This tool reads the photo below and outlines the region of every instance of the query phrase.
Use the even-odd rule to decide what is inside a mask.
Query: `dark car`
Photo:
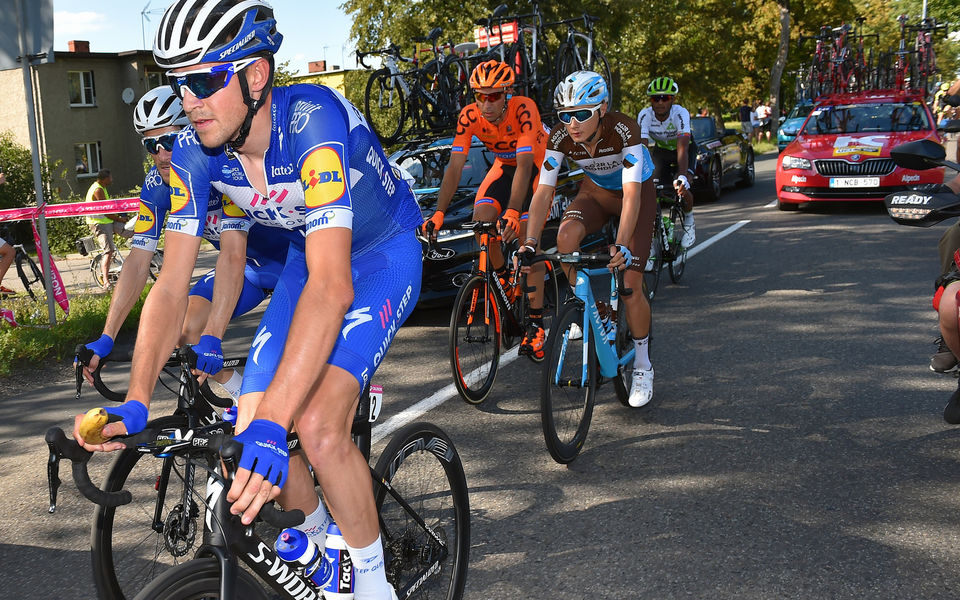
[[[437,194],[443,172],[450,160],[452,141],[452,138],[445,137],[415,143],[390,156],[391,162],[402,167],[413,177],[413,191],[416,193],[424,220],[433,215],[437,208]],[[487,171],[493,165],[494,158],[482,143],[474,139],[457,191],[444,217],[443,228],[437,235],[437,244],[432,251],[428,252],[427,245],[424,243],[423,282],[418,306],[452,302],[460,286],[469,279],[479,247],[473,232],[461,229],[460,225],[473,218],[473,203],[477,188],[480,187]],[[576,195],[582,178],[581,170],[570,171],[567,165],[561,167],[550,216],[540,236],[542,248],[548,249],[556,245],[560,215]]]
[[[753,185],[753,146],[742,132],[717,129],[713,117],[693,117],[690,130],[697,143],[693,192],[703,200],[717,200],[720,190],[739,183]]]
[[[807,120],[807,115],[813,110],[813,104],[798,104],[793,107],[787,118],[780,123],[777,129],[777,149],[780,152],[790,145],[790,142],[797,137],[797,132]]]

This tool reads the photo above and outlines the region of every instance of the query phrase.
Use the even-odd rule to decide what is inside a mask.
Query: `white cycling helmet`
[[[169,85],[155,87],[144,94],[133,110],[133,128],[140,134],[148,129],[189,124],[180,98]]]
[[[609,98],[607,82],[599,73],[576,71],[557,84],[553,103],[557,110],[577,106],[594,106]]]
[[[177,0],[163,14],[153,57],[164,69],[273,54],[283,36],[263,0]]]

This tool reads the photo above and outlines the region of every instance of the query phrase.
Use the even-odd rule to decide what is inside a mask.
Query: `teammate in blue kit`
[[[170,156],[177,134],[188,125],[187,115],[183,112],[180,98],[170,86],[150,90],[140,98],[133,113],[133,126],[143,136],[143,146],[153,160],[143,180],[140,190],[140,213],[134,228],[132,248],[120,270],[120,277],[110,300],[110,310],[103,325],[103,334],[95,341],[85,344],[93,351],[89,366],[84,367],[87,380],[93,382],[91,371],[97,368],[100,358],[113,350],[113,342],[130,309],[140,297],[147,283],[150,260],[160,236],[163,223],[170,212]],[[207,223],[203,237],[215,248],[220,247],[220,224],[222,222],[221,195],[210,195],[210,208],[207,211]],[[262,227],[262,226],[257,226]],[[233,308],[233,317],[238,317],[255,308],[276,286],[280,270],[287,254],[285,240],[270,235],[254,235],[247,246],[247,260],[244,268],[244,284],[240,298]],[[183,324],[179,344],[197,344],[196,349],[204,366],[219,356],[222,365],[222,353],[219,340],[213,336],[201,337],[207,318],[213,309],[213,279],[216,270],[210,271],[190,290],[187,316]],[[225,310],[230,310],[226,307]],[[200,343],[198,343],[200,342]],[[214,368],[210,369],[211,371]],[[220,369],[215,369],[220,371]],[[236,399],[240,395],[240,374],[233,371],[220,371],[213,376]]]
[[[123,421],[103,433],[133,432],[146,420],[183,317],[208,198],[219,191],[221,255],[242,257],[254,223],[292,242],[250,348],[235,438],[243,455],[227,498],[245,523],[273,497],[304,510],[308,529],[326,518],[305,462],[287,455],[296,427],[356,565],[356,599],[387,600],[395,592],[373,486],[350,427],[419,295],[422,218],[353,105],[322,86],[272,88],[281,40],[260,0],[178,0],[163,16],[154,58],[169,69],[192,127],[173,149],[165,264],[144,306],[127,402],[112,409]],[[215,296],[239,295],[242,262],[229,267],[218,263]]]

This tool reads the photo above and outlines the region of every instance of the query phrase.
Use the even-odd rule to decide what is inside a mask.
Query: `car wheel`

■ ■ ■

DIRECTIONS FOR THIS TASK → Pictures in the entries are to be skipped, and everything else repeated word for word.

YOUR SOLUTION →
This tool reads the photo below and outlines the region of every instance of the query phrase.
Use the even-odd rule to decide what is inside a mask.
Query: `dark car`
Photo:
[[[437,194],[443,172],[450,160],[452,141],[452,138],[445,137],[415,143],[390,156],[391,162],[402,167],[413,177],[413,191],[416,193],[424,220],[433,215],[437,208]],[[487,171],[493,165],[494,158],[482,143],[474,139],[457,191],[444,217],[443,228],[437,235],[437,244],[432,251],[428,252],[427,245],[424,243],[423,282],[418,306],[452,302],[460,286],[469,279],[479,247],[473,232],[461,229],[460,225],[473,218],[473,203],[477,188],[480,187]],[[576,195],[582,178],[581,170],[570,171],[567,165],[561,167],[550,216],[540,236],[542,248],[548,249],[556,245],[560,215]]]
[[[753,185],[753,146],[742,132],[717,129],[713,117],[693,117],[690,130],[697,143],[693,192],[703,200],[717,200],[720,190],[739,183]]]
[[[807,120],[807,115],[813,110],[813,104],[798,104],[793,107],[787,118],[780,123],[777,129],[777,149],[780,152],[790,145],[790,142],[797,137],[797,132]]]

This tool reads the photo above and outlines the region of every instance of the query phrase.
Use the even-odd rule to decide what is inside a mask.
Query: `white cycling helmet`
[[[169,85],[155,87],[144,94],[133,110],[133,128],[140,134],[148,129],[189,124],[180,98]]]
[[[609,98],[607,82],[599,73],[576,71],[557,84],[553,103],[557,110],[577,106],[594,106]]]
[[[177,0],[163,14],[153,57],[164,69],[273,54],[283,36],[263,0]]]

This tool reads the photo above and outlines the region of every instance of the query phrase.
Use the even-odd rule to decide what is inside a mask.
Query: `teammate in blue kit`
[[[170,156],[177,134],[188,125],[187,115],[183,112],[180,98],[170,86],[150,90],[140,98],[133,113],[133,126],[143,136],[143,146],[153,160],[143,180],[140,190],[140,213],[134,228],[132,248],[120,270],[120,277],[110,300],[110,310],[103,325],[103,334],[95,341],[85,344],[93,351],[89,366],[84,367],[87,380],[93,382],[91,371],[97,368],[100,358],[113,350],[113,342],[130,309],[140,297],[147,283],[150,260],[160,236],[163,223],[170,212]],[[207,223],[203,237],[215,248],[220,247],[220,224],[222,222],[221,195],[210,195],[210,208],[207,211]],[[262,227],[262,226],[257,226]],[[233,308],[233,317],[238,317],[255,308],[276,286],[280,270],[287,254],[285,240],[270,235],[254,235],[247,246],[247,260],[244,268],[244,284],[240,298]],[[183,324],[179,344],[197,344],[196,349],[204,366],[219,356],[222,365],[222,353],[219,340],[213,336],[201,337],[207,318],[213,309],[213,279],[216,270],[210,271],[190,290],[187,316]],[[225,310],[230,310],[226,307]],[[200,343],[198,343],[200,342]],[[214,368],[210,369],[211,371]],[[220,369],[215,369],[220,371]],[[236,399],[240,395],[240,374],[233,371],[220,371],[213,376]]]
[[[123,421],[103,433],[133,432],[146,420],[183,317],[208,198],[219,191],[221,255],[242,257],[254,223],[292,242],[250,348],[235,438],[243,455],[227,498],[245,523],[273,497],[304,510],[308,529],[326,518],[305,462],[287,455],[296,427],[356,565],[356,599],[387,600],[395,592],[373,486],[350,427],[419,295],[422,218],[353,105],[322,86],[272,88],[281,40],[260,0],[178,0],[163,16],[154,58],[169,69],[192,127],[173,149],[165,264],[144,306],[127,402],[112,409]],[[215,296],[239,295],[242,262],[229,267],[218,263]]]

This tool reads the photo above and outlines the region of every instance of the query phrase.
Use the even-odd rule to decide what is inside a mask.
Query: `car wheel`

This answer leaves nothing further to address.